**Written instruction:**
Could you repeat the records starting at the line that has "of the seated" and stopping after the last one, with "wooden floor" swapped for "tiled floor" and nothing else altered? Give back only those lines.
===== Recorded data =====
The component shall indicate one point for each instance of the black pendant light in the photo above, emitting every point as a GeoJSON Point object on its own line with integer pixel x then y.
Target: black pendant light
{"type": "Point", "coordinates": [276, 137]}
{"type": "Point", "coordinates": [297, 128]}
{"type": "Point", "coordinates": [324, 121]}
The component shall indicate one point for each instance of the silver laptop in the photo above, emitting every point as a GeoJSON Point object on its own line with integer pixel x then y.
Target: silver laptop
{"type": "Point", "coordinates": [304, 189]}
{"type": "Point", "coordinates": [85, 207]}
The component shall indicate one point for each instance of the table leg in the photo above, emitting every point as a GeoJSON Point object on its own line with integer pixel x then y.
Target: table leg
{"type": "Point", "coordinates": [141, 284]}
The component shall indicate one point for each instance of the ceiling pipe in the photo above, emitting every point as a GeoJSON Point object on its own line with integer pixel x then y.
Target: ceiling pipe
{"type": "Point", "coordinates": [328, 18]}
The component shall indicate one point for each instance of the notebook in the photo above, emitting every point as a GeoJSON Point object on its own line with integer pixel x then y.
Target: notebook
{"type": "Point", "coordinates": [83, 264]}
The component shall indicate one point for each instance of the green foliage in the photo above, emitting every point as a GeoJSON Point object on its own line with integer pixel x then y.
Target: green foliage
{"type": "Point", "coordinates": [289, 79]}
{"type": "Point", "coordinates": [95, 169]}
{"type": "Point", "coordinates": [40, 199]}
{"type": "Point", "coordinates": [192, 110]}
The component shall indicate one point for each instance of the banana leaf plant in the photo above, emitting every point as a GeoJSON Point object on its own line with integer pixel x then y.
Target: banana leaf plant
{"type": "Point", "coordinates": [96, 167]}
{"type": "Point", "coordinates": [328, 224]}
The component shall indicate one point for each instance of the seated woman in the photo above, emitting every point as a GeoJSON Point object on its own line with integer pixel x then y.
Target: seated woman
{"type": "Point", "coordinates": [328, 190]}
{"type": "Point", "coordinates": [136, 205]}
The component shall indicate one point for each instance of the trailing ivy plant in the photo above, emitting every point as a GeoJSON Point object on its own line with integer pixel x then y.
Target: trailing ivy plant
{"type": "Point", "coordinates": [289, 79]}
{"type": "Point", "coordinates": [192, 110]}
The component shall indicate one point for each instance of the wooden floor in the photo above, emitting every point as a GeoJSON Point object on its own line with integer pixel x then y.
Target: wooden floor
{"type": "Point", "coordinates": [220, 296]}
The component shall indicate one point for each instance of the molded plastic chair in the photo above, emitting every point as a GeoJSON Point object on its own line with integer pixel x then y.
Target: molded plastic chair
=====
**Finished task:**
The component shall indicate one point for each instance of the seated woman in the photo above, emitting every point as a GeoJSON Point object on its own line with integer pixel x then y.
Target: seated woman
{"type": "Point", "coordinates": [328, 190]}
{"type": "Point", "coordinates": [136, 205]}
The component shall indicate one point for each instance of the trailing ivy plant in the photo above, emitting every point as a GeoJSON Point object on its own line with integer pixel x then y.
Target: trailing ivy plant
{"type": "Point", "coordinates": [289, 79]}
{"type": "Point", "coordinates": [192, 110]}
The component shall indicate one point for each instance of the tiled floor in the photo above, emitting every point as a GeoJSON Point object on its own line with integer pixel x then y.
Target: tiled floor
{"type": "Point", "coordinates": [220, 296]}
The component shall indicate one point for each instance of the molded plastic chair in the photo above, emitting every point as a GeoJSON Point object on its own line with integer pixel x then y.
Target: molded plastic chair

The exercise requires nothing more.